Starting at the line containing "Can you find the spoon" and ending at the line containing "Target: distant forest" in the listing below, substitute "occurrence" for every "instance" and reproduce those lines with nothing else altered.

— Start of RECORDS PROVIDED —

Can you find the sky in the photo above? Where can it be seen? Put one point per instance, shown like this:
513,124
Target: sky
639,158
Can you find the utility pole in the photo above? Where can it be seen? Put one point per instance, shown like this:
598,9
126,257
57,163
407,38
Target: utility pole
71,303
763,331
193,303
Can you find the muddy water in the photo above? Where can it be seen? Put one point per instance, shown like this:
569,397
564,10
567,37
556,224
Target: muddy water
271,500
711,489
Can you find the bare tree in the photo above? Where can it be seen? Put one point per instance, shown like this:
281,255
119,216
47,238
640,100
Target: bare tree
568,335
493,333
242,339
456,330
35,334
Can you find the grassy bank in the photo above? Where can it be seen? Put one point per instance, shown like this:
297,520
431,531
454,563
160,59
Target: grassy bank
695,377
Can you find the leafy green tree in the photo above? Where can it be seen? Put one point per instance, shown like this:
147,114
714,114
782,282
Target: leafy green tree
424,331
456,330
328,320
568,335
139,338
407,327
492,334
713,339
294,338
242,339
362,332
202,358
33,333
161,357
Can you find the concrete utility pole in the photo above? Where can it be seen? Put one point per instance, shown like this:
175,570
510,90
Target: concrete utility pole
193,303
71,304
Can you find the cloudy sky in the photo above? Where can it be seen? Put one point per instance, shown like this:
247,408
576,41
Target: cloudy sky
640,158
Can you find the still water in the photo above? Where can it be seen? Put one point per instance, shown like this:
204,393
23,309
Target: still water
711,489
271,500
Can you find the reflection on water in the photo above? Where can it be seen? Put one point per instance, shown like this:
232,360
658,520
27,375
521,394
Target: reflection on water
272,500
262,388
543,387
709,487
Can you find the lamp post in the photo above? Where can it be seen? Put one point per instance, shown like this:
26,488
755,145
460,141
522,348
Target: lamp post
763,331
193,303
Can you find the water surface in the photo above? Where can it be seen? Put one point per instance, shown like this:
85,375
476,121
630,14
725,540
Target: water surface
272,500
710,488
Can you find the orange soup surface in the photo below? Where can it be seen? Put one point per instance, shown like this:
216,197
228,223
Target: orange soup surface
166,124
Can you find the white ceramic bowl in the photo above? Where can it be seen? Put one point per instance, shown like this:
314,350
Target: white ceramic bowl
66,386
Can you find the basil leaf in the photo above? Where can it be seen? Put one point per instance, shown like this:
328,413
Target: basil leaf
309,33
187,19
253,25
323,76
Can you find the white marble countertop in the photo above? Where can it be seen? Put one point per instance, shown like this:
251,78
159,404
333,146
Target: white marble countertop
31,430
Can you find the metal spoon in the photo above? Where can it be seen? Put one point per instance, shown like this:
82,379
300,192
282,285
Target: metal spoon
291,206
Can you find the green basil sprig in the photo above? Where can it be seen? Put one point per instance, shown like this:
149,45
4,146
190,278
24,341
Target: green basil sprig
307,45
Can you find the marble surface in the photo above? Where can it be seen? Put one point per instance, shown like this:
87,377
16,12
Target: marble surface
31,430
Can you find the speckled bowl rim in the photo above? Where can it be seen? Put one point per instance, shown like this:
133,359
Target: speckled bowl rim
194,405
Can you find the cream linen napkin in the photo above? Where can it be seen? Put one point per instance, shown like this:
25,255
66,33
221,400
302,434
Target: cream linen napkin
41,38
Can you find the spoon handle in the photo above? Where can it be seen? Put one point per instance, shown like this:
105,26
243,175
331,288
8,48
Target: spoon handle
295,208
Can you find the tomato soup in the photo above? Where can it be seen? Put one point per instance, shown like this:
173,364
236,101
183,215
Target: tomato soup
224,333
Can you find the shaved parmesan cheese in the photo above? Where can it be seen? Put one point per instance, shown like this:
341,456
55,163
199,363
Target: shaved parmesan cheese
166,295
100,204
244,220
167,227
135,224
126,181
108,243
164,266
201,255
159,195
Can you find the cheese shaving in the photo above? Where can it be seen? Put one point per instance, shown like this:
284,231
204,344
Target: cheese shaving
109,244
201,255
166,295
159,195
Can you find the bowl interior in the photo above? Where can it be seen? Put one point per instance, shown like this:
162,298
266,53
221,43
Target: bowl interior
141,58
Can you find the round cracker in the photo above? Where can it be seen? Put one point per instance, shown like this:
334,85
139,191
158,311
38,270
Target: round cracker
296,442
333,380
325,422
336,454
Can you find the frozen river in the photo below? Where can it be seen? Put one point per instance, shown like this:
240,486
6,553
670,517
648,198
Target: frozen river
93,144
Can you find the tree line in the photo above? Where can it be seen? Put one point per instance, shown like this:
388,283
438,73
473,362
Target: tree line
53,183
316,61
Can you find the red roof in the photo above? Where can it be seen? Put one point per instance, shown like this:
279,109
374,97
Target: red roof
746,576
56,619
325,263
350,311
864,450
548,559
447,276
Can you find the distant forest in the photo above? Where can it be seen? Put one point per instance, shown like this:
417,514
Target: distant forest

— End of RECORDS PROVIDED —
— Start of RECORDS PROVIDED —

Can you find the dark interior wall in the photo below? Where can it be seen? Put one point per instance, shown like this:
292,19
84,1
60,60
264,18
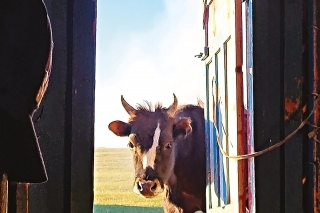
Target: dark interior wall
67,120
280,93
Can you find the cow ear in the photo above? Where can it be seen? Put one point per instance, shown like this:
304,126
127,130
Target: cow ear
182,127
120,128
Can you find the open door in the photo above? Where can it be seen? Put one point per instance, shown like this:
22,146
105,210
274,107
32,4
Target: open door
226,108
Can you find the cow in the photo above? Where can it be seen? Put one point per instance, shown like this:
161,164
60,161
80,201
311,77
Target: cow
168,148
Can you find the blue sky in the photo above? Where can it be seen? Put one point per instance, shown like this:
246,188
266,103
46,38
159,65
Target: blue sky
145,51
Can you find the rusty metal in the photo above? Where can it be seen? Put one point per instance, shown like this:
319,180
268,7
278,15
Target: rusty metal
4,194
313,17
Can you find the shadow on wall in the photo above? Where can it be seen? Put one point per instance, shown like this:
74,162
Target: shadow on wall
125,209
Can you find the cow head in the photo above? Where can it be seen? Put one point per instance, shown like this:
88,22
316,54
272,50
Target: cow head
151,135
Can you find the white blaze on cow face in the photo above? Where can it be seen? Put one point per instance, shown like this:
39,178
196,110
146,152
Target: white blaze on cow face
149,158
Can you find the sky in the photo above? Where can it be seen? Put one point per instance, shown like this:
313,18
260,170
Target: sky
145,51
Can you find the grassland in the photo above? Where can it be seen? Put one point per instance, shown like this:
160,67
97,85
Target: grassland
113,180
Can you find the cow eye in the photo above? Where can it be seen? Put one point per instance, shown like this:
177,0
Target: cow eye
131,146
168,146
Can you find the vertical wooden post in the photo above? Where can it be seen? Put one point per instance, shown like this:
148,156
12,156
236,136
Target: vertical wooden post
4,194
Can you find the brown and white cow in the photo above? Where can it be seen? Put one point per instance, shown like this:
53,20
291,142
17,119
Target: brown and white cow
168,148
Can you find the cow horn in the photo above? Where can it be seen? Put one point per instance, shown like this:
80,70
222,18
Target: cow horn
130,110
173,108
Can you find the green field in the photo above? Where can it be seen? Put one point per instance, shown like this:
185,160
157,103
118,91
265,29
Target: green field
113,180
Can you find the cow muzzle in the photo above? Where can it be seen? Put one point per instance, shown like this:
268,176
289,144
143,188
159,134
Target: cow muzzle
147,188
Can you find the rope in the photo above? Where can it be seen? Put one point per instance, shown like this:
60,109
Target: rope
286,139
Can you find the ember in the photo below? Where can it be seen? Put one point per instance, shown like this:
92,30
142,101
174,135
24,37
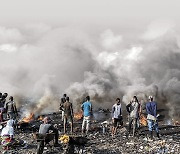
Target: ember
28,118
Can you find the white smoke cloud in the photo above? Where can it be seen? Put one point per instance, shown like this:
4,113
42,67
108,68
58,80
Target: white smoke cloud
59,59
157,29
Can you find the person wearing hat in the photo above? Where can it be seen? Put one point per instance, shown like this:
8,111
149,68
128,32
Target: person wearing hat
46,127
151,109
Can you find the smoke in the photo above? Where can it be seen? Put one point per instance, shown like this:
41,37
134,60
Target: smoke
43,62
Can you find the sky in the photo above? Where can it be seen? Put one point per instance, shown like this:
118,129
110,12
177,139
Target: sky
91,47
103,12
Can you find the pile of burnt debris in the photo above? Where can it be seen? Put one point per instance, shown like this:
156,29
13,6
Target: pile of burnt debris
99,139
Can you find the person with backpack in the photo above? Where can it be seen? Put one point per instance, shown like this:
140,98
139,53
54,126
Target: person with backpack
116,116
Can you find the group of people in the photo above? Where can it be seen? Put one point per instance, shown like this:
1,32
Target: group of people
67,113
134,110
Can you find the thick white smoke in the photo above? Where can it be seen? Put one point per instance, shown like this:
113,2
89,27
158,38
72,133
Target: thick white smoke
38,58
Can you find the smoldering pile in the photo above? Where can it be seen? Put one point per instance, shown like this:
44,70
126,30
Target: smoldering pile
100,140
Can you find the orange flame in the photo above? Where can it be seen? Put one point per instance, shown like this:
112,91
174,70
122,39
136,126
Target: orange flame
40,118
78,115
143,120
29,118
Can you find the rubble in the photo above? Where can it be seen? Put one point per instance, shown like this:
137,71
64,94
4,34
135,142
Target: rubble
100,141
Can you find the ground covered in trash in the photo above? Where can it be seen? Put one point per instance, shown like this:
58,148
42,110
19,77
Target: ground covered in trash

— End of RECORDS PROVIDED —

## SOLUTION
Can you find the spoon handle in the photo above? Where can it be seen? Put one point per occurrence, shown like this:
105,26
243,175
331,288
8,48
Target: spoon handle
295,208
Can you find the tomato soup in the photo above? Where can it be seen? Put one point per occurrence, shown like this:
173,364
236,101
183,215
Target: tomato soup
224,333
Can you find the shaved parmesan cheese in the photo above? Where can it be seen? Put one point per occurrence, shown like this:
341,456
55,163
199,363
Target: shaved parmesan cheese
166,295
100,204
244,220
167,227
135,224
126,181
108,243
164,266
201,255
159,195
Can you find the cheese shaving in the photo above? Where can it be seen? Put one point per occurrence, shown like this:
284,231
204,344
Target: cheese shaving
109,244
201,255
166,295
159,195
Can you find the bowl interior in the photo above? Where can it be seen? Put one point per occurrence, shown like this:
162,298
266,53
221,43
Target: bowl interior
141,58
Can you find the round cracker in the photo above? Where can it be seen? Put one point per occurrence, shown like this:
334,85
139,191
158,311
38,270
Target: round cracker
296,442
333,380
325,422
336,454
Can you find the frozen river in the photo below? Where can it be seen? Put one point per occurrence, shown like this:
240,486
6,553
670,517
648,198
Target: frozen river
93,144
Can you find the tree line in the photo above? Where can it be seen? Put one point per occurrence, shown like this:
388,283
438,73
473,362
Target: tree line
53,183
316,61
Can you find the red roof in the photo above? Where can it be seen? Put one point per occurrence, shown like this:
279,109
374,97
Target: red roof
746,576
56,619
325,263
350,311
864,450
548,559
447,276
Can you find the distant forest in the photo above? Where can it be seen? Put one point per occurrence, shown like this:
417,514
Target: distant forest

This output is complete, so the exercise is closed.